→ **About this task**
Since pictures are not wanted, repeat only the text of the records, word for word.

==== Data records

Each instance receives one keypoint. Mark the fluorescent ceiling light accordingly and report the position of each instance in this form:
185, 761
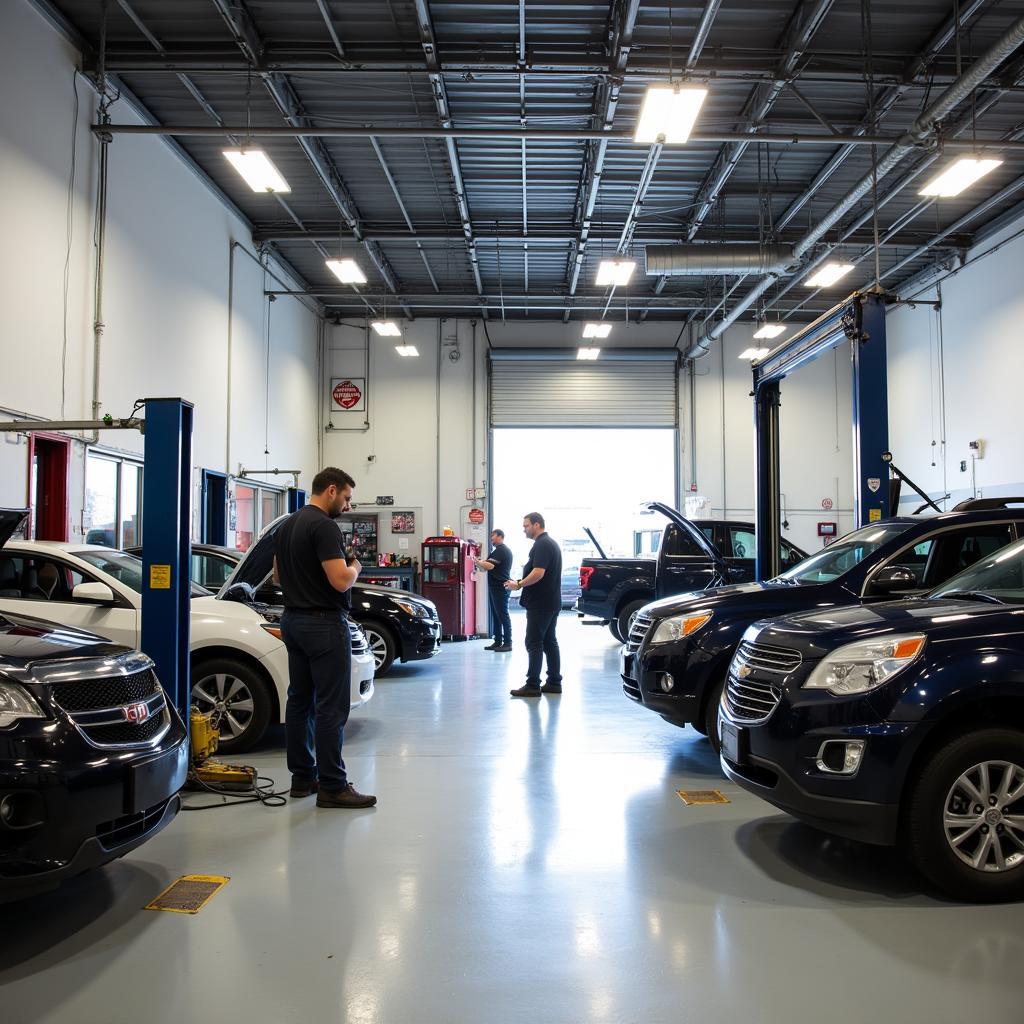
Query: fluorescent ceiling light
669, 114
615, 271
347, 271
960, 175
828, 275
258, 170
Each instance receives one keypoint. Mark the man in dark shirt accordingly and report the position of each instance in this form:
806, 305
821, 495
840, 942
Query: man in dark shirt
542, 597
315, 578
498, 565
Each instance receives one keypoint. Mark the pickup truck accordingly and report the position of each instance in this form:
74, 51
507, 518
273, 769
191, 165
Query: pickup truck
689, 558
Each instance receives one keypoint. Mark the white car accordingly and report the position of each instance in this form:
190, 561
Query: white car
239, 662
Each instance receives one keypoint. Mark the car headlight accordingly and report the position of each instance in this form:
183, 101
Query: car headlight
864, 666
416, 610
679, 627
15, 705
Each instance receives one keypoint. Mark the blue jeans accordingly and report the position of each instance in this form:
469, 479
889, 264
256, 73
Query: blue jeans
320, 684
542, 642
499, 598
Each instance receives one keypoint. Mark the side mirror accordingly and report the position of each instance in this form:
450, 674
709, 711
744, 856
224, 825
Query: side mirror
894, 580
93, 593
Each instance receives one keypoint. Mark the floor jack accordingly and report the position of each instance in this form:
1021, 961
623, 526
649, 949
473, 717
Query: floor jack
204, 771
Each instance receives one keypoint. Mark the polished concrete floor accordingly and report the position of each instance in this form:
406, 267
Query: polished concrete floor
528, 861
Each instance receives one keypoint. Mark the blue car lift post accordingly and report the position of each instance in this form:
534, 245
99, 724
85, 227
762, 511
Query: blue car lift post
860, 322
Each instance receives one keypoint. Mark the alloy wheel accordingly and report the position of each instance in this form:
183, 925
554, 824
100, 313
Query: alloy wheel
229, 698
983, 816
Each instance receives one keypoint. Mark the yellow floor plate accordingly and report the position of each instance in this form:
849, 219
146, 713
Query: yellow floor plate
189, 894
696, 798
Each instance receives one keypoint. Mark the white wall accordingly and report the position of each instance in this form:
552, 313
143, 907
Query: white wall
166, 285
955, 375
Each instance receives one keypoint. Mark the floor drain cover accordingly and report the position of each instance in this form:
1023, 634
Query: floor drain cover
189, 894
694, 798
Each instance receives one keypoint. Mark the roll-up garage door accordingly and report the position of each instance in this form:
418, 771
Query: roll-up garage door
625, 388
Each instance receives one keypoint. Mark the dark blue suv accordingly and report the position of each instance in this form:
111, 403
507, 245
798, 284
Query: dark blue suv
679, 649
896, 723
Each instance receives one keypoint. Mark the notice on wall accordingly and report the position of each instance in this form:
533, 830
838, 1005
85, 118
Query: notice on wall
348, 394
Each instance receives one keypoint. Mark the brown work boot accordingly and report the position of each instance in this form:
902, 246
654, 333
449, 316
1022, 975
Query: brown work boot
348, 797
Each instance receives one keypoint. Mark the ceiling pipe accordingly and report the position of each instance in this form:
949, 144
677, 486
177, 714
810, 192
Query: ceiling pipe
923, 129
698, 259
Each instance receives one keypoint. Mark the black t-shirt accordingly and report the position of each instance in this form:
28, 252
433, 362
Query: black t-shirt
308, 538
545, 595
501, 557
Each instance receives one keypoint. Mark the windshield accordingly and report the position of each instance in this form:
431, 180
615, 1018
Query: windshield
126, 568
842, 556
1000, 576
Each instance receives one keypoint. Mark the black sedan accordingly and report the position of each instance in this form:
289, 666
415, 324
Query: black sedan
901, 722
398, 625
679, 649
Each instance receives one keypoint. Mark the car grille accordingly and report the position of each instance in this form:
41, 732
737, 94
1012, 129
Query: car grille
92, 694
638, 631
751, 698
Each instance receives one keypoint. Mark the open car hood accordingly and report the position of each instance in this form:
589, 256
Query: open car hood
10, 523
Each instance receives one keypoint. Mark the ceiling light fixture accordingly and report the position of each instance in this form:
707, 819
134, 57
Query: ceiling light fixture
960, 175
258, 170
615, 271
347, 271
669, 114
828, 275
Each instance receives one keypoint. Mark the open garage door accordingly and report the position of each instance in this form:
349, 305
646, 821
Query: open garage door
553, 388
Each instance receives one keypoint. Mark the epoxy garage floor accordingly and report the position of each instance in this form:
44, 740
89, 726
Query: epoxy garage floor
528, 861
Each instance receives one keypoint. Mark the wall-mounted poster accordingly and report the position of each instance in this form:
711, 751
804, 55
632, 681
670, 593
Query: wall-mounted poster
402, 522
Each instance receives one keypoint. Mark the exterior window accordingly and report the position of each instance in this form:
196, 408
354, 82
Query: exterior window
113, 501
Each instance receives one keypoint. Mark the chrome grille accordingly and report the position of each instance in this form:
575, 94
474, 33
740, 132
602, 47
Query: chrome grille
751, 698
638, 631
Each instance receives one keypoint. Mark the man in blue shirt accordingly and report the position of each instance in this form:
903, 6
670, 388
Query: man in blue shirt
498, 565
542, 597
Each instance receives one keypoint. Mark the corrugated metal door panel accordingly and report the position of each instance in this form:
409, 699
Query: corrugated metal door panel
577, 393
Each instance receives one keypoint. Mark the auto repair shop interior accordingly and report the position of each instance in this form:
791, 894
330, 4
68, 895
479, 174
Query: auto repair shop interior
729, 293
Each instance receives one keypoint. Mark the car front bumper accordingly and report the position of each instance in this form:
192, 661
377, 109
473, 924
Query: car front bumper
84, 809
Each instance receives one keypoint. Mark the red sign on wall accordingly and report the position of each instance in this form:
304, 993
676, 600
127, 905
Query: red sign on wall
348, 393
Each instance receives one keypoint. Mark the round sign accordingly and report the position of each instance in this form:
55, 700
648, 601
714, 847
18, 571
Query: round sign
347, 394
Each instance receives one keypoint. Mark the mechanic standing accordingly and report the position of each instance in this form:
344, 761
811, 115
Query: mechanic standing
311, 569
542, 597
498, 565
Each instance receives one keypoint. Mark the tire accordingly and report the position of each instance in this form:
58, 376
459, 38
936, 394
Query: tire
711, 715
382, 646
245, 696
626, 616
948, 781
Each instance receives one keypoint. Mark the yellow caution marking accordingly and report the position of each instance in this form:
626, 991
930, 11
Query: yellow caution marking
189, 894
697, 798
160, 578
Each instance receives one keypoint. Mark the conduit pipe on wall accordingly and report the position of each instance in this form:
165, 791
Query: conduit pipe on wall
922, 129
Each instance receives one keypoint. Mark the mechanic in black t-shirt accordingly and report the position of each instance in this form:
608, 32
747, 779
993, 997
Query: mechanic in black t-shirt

========

→ **Reply**
Each instance receives one keypoint. Mark the fluorescent ceiling light accordingly and report the position of each instance in this form:
185, 761
Query: fluorescent ceiling light
669, 114
615, 271
347, 271
960, 175
828, 275
258, 170
Each instance receives one keypoint. Mark the man in dark shirt accordingly and report the position of each instance in this form:
806, 305
821, 495
840, 942
Query: man in dark shirt
542, 597
315, 578
498, 565
Each instance receives one keypoint. Mark the pickup truck accordingly and report the position of each instance in this form:
74, 51
507, 518
273, 769
191, 165
Query: pickup truck
689, 558
Each instance receives one keypoint. Mark the white car accordingly and report the position of each instance in this form:
190, 561
Query: white car
239, 662
Each instance receives one keypoint. Mark the car headlight accordingly and report the position of each instance in this form:
183, 101
Query: car headlight
864, 666
416, 610
679, 627
15, 705
Each instance receives one keypoint. Mark the blue jeans accordingly and report the position of each instance in this form:
469, 479
889, 264
256, 73
Query: blue jeans
320, 684
542, 642
499, 598
Each instance receives one keypoint. Mark the side mirror accordingly and report the position of each instance in this form:
450, 674
709, 711
744, 856
224, 825
Query: side mirror
894, 580
93, 593
Each instance receives one keypoint. Mark the floor jack accordingly and report the position of each instance in this form:
1021, 961
623, 526
649, 949
473, 717
Query: floor jack
204, 771
Each instance receives one keypoint. Mark the polished concrete floor accordingly and report the position of each instance in this form:
406, 267
Query: polished concrete floor
528, 861
Each instance receives one keypoint. Mark the blue car lift post accordingly and report the position of each instance in this form:
534, 245
99, 724
85, 227
762, 511
Query: blue car lift post
860, 322
Each instance receives one keypoint. Mark the alloy wheel accordingly and report the position of each instance in this form:
183, 925
554, 824
100, 313
Query: alloy wheel
229, 698
983, 816
Each instance receives one keypoint. Mark the yellow floor plate accordingly and report the position of each instance in this form:
849, 219
146, 713
Query: yellow floor plate
189, 894
696, 798
Each instance receives one keypoint. Mark the white wall accordingly and report the position of each instance in this form:
552, 313
143, 907
Query: white wall
166, 285
955, 375
Each instance receives one keypoint. Mark the floor drain cover accordingly and report the position of each instance in this form:
1023, 634
Query: floor drain cover
189, 894
694, 798
Each instance receives one keypoint. Mark the roll-up garage door accordingly and report the position of each instance in this form:
418, 771
Query: roll-up garage door
625, 388
Each instance receives one keypoint. Mark the dark blue suv accordingly and report the position of each instance in this form:
111, 403
507, 245
798, 284
Query: dark blue suv
679, 649
896, 723
Each instance receives one keypoint. Mark the notice on wall accordingly and report the position of each instance in this form:
533, 830
838, 1005
85, 118
Query: notice on wall
348, 394
Each instance receives one keypoint. Mark the brown work boot accordingly and report the position of each instance in this form:
902, 246
654, 333
449, 316
1022, 975
Query: brown work boot
348, 797
Each instance receives one keypoint. Mark the ceiling pipe accordingly and report the position of each instance in this form:
949, 144
677, 486
177, 714
810, 192
Query: ceiling pipe
923, 129
698, 259
Each instance receives one keypoint. Mark the black t-shirt accordingly and report the position of each instance in this form:
28, 252
433, 362
Query: black t-shirt
308, 538
545, 595
501, 557
Each instance receives one keypoint. Mark the windshield accordingly and report the position of each instance in this form:
431, 180
615, 1018
Query: windshield
126, 568
842, 556
1000, 576
Each instance receives one keypoint. Mark the black sedan accordingly and report the position of each instance in this form:
289, 666
415, 324
Query: black sedan
901, 722
398, 625
679, 649
Each instance receives one keypoint. Mark the car grille accordingly and report the position of each instance in this form:
41, 732
737, 94
1012, 129
Query: car grille
92, 694
638, 631
751, 698
Each instance receives one keypoint. Mark the open car hood accordingly and report the position of each instance in this form:
589, 256
Query: open car hood
10, 523
Each instance receives one keypoint. Mark the ceiling light fixture accordingly and report the position of each instance in this form:
707, 819
134, 57
Query: ceiling light fixture
960, 175
258, 170
615, 271
347, 271
669, 114
828, 275
Each instance receives one keypoint. Mark the open garage door accordingly and report the position of each instance in this form:
349, 305
646, 821
Query: open garage door
553, 388
Each instance receives one keypoint. Mark the epoxy garage floor accordingly and report the position of each instance in this form:
44, 740
89, 726
Query: epoxy garage floor
528, 861
Each instance receives one keypoint. Mark the wall-mounted poster accordingly and report the position of each instance in this form:
711, 751
804, 55
632, 681
670, 593
Query: wall-mounted poster
402, 522
Each instance receives one keypoint. Mark the exterior window accordingly and report the position of each instance in this form:
196, 408
354, 82
Query: exterior window
113, 501
Each instance receives one keypoint. Mark the chrome grille accordingly and report the position of each instance in this form:
575, 94
474, 33
740, 132
602, 47
Query: chrome grille
751, 698
638, 631
Each instance receives one keypoint. Mark the man in blue shirt accordingly and report the position of each instance in this form:
903, 6
670, 388
Query: man in blue shirt
498, 565
542, 597
Each instance receives one keypoint. Mark the corrugated metal door panel accordingly and report the position of each instance in this form:
409, 699
Query: corrugated metal door panel
577, 393
Each instance receives one keypoint. Mark the auto repair shop interior accordingly and report the position of each instance in this form:
791, 894
330, 4
68, 895
479, 174
Query: auto repair shop interior
729, 293
Each instance receives one keypoint. Mark the car front bumper accordingly and report the position of each instance in this form:
192, 661
377, 109
473, 924
Query: car front bumper
84, 809
Each instance receives one keypoint. Mark the red sign on wall accordingly and report the position of each instance in this form:
304, 993
676, 600
127, 905
Query: red sign on wall
348, 393
Each instance receives one keypoint. Mark the round sign accordingly and report the position of each instance in this form:
55, 700
648, 601
714, 847
18, 571
Query: round sign
347, 394
Each instance receives one keypoint. Mark the mechanic standing accordingly and report the position of each instance in this form:
344, 761
811, 115
Query: mechanic standing
311, 569
542, 597
498, 565
Each instance receives one keypoint. Mark the tire accordingly and report the position of each instance in this form:
58, 376
459, 38
936, 394
Query: tire
711, 715
382, 646
245, 696
626, 616
948, 781
Each instance receives one keypoint. Mark the yellow caution marking accordingly and report the position of each instance in this form:
626, 991
930, 11
Query: yellow caution marking
189, 894
697, 798
160, 578
Each instance receives one keypoint. Mark the conduit pipe on wall accordingly and report the position of each instance in this form:
165, 791
Query: conduit pipe on wall
922, 129
Each instance receives one keypoint. Mark the mechanic in black t-shirt accordingly and report the position of each instance in this form:
608, 32
747, 779
993, 997
Query: mechanic in black t-shirt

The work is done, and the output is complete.